Task details:
Images excluded, return every record exactly as it reads.
═══
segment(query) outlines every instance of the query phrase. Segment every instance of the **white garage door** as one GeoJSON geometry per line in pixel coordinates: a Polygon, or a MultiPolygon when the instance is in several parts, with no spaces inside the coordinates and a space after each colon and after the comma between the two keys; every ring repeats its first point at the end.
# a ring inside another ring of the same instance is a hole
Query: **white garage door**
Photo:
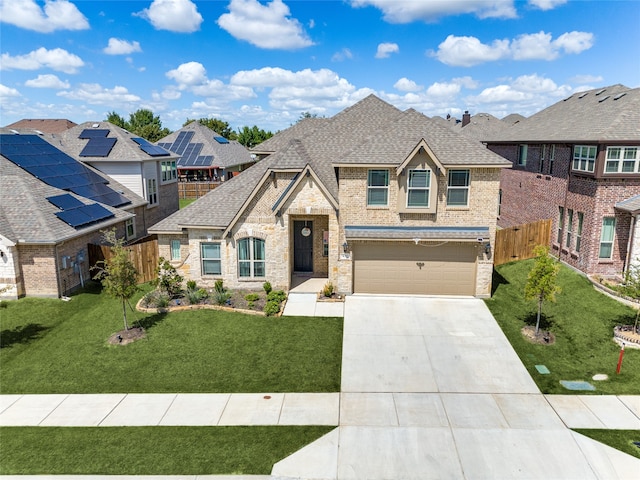
{"type": "Polygon", "coordinates": [[[475,243],[353,244],[355,293],[475,295],[475,243]]]}

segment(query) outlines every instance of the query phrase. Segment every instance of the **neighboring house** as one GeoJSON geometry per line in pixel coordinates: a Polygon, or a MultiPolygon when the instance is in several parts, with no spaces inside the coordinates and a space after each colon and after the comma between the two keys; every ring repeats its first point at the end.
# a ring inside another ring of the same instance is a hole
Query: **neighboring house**
{"type": "Polygon", "coordinates": [[[134,236],[146,201],[34,133],[0,129],[0,293],[61,297],[91,277],[88,244],[134,236]]]}
{"type": "Polygon", "coordinates": [[[149,229],[201,286],[342,293],[491,292],[499,177],[510,164],[371,95],[255,147],[273,153],[149,229]],[[314,124],[312,128],[308,128],[314,124]],[[286,144],[278,143],[287,135],[286,144]]]}
{"type": "Polygon", "coordinates": [[[178,155],[178,177],[184,181],[224,181],[255,163],[242,144],[227,140],[195,121],[156,142],[178,155]]]}
{"type": "Polygon", "coordinates": [[[575,93],[485,142],[513,164],[499,226],[553,219],[552,252],[587,274],[620,275],[640,257],[640,89],[575,93]]]}
{"type": "Polygon", "coordinates": [[[178,156],[109,122],[85,122],[51,142],[147,200],[135,218],[138,237],[179,209],[178,156]]]}
{"type": "Polygon", "coordinates": [[[470,115],[465,112],[462,121],[451,124],[454,132],[460,133],[473,140],[482,141],[487,137],[499,135],[511,124],[506,123],[489,113],[476,113],[470,115]]]}
{"type": "Polygon", "coordinates": [[[64,118],[23,118],[4,128],[10,130],[34,130],[41,133],[61,133],[77,123],[64,118]]]}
═══
Result:
segment(query) outlines every instance of the query phrase. Segment every instance of the **white garage door** as one GeoJSON geometry per line in pixel coordinates: a Polygon, or a MultiPolygon when the instance is in several parts, with no spaces inside the coordinates and a space after each colon and after the comma between the two keys; every ring repeats its first point at the end.
# a ring inside another ring of the same instance is a hole
Query: **white garage door**
Photo:
{"type": "Polygon", "coordinates": [[[475,243],[353,244],[355,293],[475,295],[475,243]]]}

segment(query) outlines every instance of the query phrase. Segment every instance of the **neighboring house** as one GeoJSON geometry per line in pixel coordinates: a Polygon, or a MultiPolygon when the instance is in several parts, with no spaces inside the coordinates and a space after each colon and after the comma between the two keys; every ring repeats its first point at the end.
# a ring inside another ring of the same instance is a hole
Query: **neighboring house**
{"type": "Polygon", "coordinates": [[[134,236],[146,201],[34,133],[0,129],[0,293],[61,297],[91,277],[88,244],[134,236]]]}
{"type": "Polygon", "coordinates": [[[149,229],[201,286],[342,293],[491,292],[499,177],[510,164],[371,95],[255,147],[273,153],[149,229]],[[314,124],[312,128],[308,128],[314,124]],[[286,144],[278,143],[287,135],[286,144]]]}
{"type": "Polygon", "coordinates": [[[178,155],[178,177],[184,181],[224,181],[255,163],[242,144],[227,140],[195,121],[156,142],[178,155]]]}
{"type": "Polygon", "coordinates": [[[575,93],[485,142],[513,164],[499,226],[553,219],[552,252],[587,274],[620,275],[640,257],[640,89],[575,93]]]}
{"type": "Polygon", "coordinates": [[[178,156],[109,122],[85,122],[51,142],[147,200],[135,218],[138,237],[179,209],[178,156]]]}
{"type": "Polygon", "coordinates": [[[470,115],[465,112],[462,121],[451,124],[454,132],[460,133],[473,140],[482,141],[487,137],[499,135],[511,124],[506,123],[489,113],[476,113],[470,115]]]}
{"type": "Polygon", "coordinates": [[[64,118],[23,118],[4,128],[10,130],[34,130],[41,133],[61,133],[77,123],[64,118]]]}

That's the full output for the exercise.